== GIVEN RECORDS ==
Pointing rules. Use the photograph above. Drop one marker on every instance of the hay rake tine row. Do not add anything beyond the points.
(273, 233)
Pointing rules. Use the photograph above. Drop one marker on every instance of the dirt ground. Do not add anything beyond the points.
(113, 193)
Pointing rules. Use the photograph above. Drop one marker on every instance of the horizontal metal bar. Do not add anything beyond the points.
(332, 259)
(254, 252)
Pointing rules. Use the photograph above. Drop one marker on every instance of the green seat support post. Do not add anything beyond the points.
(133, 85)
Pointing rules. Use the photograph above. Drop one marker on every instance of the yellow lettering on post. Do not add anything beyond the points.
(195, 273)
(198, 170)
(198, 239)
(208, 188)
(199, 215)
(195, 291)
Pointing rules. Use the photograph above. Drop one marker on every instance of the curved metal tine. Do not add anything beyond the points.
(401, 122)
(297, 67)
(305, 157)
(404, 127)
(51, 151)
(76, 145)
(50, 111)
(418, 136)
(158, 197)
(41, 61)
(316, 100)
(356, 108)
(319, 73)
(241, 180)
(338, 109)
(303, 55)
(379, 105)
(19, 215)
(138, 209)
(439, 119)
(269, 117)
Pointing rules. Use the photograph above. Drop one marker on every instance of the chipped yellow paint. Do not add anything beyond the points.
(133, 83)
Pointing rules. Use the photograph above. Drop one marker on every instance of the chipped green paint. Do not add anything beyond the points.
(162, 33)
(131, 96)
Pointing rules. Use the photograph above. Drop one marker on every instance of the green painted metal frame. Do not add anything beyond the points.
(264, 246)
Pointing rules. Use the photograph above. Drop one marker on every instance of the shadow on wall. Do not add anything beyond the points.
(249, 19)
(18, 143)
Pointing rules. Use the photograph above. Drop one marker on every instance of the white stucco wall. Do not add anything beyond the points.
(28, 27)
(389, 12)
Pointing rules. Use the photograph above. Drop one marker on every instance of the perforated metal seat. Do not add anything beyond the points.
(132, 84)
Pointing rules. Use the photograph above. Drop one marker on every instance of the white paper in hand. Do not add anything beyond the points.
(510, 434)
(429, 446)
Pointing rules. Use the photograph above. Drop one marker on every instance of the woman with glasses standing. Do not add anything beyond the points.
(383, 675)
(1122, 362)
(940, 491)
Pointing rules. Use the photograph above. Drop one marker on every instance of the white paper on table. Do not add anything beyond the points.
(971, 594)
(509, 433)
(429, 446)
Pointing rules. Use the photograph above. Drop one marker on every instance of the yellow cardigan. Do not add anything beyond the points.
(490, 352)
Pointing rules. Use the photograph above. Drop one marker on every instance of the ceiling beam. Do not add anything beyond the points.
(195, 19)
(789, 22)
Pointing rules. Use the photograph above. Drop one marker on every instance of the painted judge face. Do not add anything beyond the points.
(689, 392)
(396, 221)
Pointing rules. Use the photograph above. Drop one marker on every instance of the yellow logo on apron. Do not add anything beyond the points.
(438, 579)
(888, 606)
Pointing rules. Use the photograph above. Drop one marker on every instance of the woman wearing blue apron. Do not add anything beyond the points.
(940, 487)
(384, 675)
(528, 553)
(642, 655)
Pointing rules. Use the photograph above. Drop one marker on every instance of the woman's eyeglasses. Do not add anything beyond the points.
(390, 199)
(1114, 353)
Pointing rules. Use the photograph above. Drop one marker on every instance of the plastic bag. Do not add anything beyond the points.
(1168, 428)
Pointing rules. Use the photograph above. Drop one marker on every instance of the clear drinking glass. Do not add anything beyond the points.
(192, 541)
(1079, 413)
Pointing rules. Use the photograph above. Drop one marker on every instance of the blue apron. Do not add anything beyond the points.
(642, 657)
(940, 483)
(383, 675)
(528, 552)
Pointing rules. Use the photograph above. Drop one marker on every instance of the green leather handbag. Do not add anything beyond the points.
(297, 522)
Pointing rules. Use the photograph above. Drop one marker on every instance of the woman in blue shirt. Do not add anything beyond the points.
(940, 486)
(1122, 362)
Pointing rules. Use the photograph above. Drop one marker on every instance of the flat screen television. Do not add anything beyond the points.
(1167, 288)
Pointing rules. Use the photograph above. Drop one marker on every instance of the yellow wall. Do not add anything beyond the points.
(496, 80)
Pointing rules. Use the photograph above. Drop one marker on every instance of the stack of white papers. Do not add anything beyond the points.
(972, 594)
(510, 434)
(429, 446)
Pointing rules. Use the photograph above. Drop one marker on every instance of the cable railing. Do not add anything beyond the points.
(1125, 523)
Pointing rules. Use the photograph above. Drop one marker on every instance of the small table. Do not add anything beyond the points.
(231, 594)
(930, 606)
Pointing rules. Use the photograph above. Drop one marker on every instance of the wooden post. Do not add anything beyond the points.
===
TASK TO CARRY OUT ▸
Each record above should be repeated exactly.

SOLUTION ▸
Pointing rules. Use the photograph above. Drop one marker on every instance of the hay rake tine row. Do not add anything beyond the points.
(273, 233)
Pointing rules. Use the photograph above. Drop one marker on every instance of the dirt ground. Do not add anything beyond the points.
(113, 193)
Pointing rules. Use the photograph above. Drop one marker on every instance of the horizontal metal bar. Do not add anything beyond the points.
(332, 259)
(254, 252)
Pointing rules. Use the photograph above. Drop one marker on every instance of the green seat support post. Do not add anything beyond the points.
(133, 85)
Pointing rules. Use the photograph above. Drop one marker on every instance of the yellow lettering on post. Do not add anything beyond the points.
(195, 273)
(198, 170)
(198, 239)
(208, 188)
(199, 215)
(195, 291)
Pointing rules. Use the photograph above. Drop one marker on every instance of the curved metal tine. Do not add anything beyond the points.
(401, 122)
(297, 67)
(305, 157)
(404, 127)
(51, 151)
(76, 145)
(50, 111)
(418, 136)
(158, 197)
(41, 61)
(316, 100)
(356, 108)
(319, 73)
(241, 180)
(338, 109)
(303, 55)
(379, 105)
(19, 215)
(138, 209)
(439, 119)
(269, 117)
Pointing rules. Use the photograph above. Drop one marker on every instance of the chipped yellow paint. Do not add anything beyond the points.
(133, 83)
Pointing rules. Use the photograph above. Drop one marker on every instance of the chipped green paint. Do not add anything beyond the points.
(162, 33)
(131, 96)
Pointing rules. Use the photograph above. Drop one marker on every instance of the green painted metal frame. Do not add anything beyond the points.
(264, 246)
Pointing rules. Use the photograph above. Drop one marker on every instance of the shadow on wall. Do not add anything beyond the points.
(249, 19)
(18, 143)
Pointing rules. Use the photograph above. Drop one marker on every instance of the white stucco wall. Do not add anything beyond the points.
(28, 27)
(389, 12)
Pointing rules. Use the photograph above. Drop one marker on every instance of the perforated metal seat. Do not add anything beyond the points.
(132, 84)
Pointing rules. Use the photograph above. Drop one marker on every instance of the white paper in hand. Do not add anything beyond the points.
(510, 434)
(429, 446)
Pointing rules. Use the photograph above. Drop one marker on every instance of the woman with glasses standing. Do not add anything beyond the points.
(383, 675)
(1122, 362)
(940, 491)
Pointing rules. Use the photograph above. Drop one marker on every instance of the white paper on table. Do not add anything beyond the points.
(971, 594)
(509, 433)
(429, 446)
Pointing rules. Use the photograph above. Drop one marker on every instance of the yellow cardigan. Do not add anything beyond the points.
(490, 352)
Pointing rules. Use the photograph above. Drop one marker on every instance of the ceiling beam. Do not add anything beyond the points.
(195, 19)
(789, 22)
Pointing rules. Use the photograph above. Drop one marker on every instance of the painted judge face. Do not add anything beyond the points.
(689, 392)
(396, 221)
Pointing rules. Use the photograph above. Drop one marker on every instance of the yellow logo on apron. Do not add anything beyond the points.
(438, 579)
(888, 606)
Pointing rules. Use the photograph above. Drop one marker on every instance of the woman wearing blue apron. Do not add anything beyond the points.
(940, 487)
(384, 675)
(528, 553)
(642, 655)
Pointing rules. Use the photograph above. Drop one marker on every instance of the woman's eyeglasses. Do not add anything beyond the points.
(390, 199)
(1114, 353)
Pointing rules. Use the photograph above. Drop one marker on every instance of the plastic bag. Do not add anything beyond the points.
(1168, 428)
Pointing rules. Use the photograph above. Drop one marker on every instance of the clear drinking glass. Do not add anything beyond the points.
(192, 541)
(1079, 413)
Pointing rules. Use the photograph above. Drop one marker on every instance of the blue apron. Do not add anything beyond the points.
(642, 657)
(940, 483)
(383, 675)
(528, 552)
Pointing rules. Use the photograph above. Drop one marker on every instance of the green leather handbag. Do not add anything beyond the points.
(297, 522)
Pointing rules. Use the photograph above. Drop one marker on every instance of the woman in blue shirt. Do not add anything beyond the points.
(940, 486)
(1122, 362)
Pointing rules. Use the photograph above. Drop one marker on every instance of the flat screen television. Do not add anything beyond the points.
(1167, 288)
Pointing rules. Use the photograph above. Drop one marker on every instance of the yellow wall. Do not add anything beyond the points.
(496, 80)
Pointing rules. Use the photograph above. Drop one marker on every instance of the stack of white papers. Do not add anything beyond the points.
(972, 594)
(510, 434)
(429, 446)
Pointing rules. Use the photograph above. Drop one marker on every instance of the cable railing. Do not add anything beyond the points.
(1125, 523)
Pointing rules. Use the photograph above. Drop one marker on every instance of the small table. Do not add anything beyond the points.
(231, 594)
(930, 606)
Pointing rules. Use the photograph above. Drop one marker on every instance of the wooden post. Do not add anything beyond the points.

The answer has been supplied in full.